● What to do
Set out exactly every line of the entries below, starting at the line that holds "Tag the eyeglasses" and stopping after the line that holds "Tag the dark".

● Data in this exercise
┌──

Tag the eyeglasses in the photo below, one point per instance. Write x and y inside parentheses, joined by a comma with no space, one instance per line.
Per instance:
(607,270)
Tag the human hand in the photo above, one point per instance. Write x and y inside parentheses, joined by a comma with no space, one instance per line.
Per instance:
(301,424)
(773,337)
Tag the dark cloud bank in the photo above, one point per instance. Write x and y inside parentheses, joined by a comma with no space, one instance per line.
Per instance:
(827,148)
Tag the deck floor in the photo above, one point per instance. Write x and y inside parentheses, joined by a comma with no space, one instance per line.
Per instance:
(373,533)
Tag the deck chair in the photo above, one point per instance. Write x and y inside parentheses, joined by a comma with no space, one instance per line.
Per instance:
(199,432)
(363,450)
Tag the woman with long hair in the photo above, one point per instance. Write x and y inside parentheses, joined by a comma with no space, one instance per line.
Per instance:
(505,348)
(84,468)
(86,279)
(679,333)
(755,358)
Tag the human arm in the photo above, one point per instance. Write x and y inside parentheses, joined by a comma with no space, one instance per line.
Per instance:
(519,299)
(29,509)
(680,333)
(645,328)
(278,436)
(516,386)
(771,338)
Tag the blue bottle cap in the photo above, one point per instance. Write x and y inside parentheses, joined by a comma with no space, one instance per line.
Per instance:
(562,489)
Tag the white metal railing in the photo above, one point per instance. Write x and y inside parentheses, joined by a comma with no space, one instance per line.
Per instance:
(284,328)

└──
┌──

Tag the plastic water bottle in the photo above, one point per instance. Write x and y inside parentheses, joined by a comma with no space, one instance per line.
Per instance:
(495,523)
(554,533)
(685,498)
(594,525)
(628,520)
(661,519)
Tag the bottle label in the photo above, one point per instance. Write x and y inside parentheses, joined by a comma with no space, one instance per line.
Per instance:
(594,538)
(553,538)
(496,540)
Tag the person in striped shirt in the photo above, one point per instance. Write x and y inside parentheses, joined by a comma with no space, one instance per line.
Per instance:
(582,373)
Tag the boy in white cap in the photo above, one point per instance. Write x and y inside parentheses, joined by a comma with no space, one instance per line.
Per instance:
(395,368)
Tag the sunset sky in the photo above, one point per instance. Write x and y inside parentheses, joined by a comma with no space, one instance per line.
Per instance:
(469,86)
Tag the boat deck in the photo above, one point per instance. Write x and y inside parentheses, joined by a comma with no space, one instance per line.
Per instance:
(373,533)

└──
┌──

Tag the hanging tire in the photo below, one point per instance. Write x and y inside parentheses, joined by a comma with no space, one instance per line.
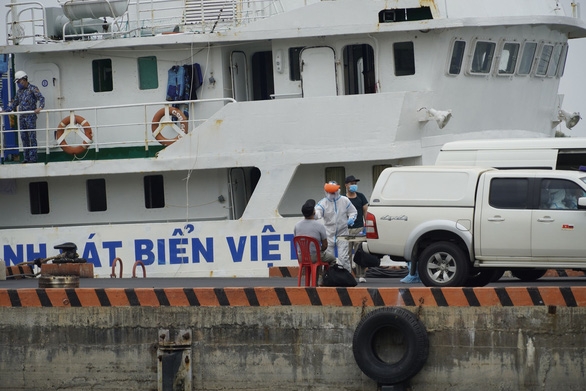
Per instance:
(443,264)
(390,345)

└──

● Response area
Tag the eyeglasses in the photo below, one point per instance. Write x and y inside parentheses, joined by a comma with no space, one instance per line.
Per instance:
(607,270)
Tag the human hand in the photo above, one point per instance. Write x and y inside parentheses, joined by a comma with no space, one instance per line.
Per instance:
(301,424)
(773,337)
Tag the dark cloud bank in the photo above, one point per instance. Write x and y inside parentheses, joined by a comma with no space, one instance per line.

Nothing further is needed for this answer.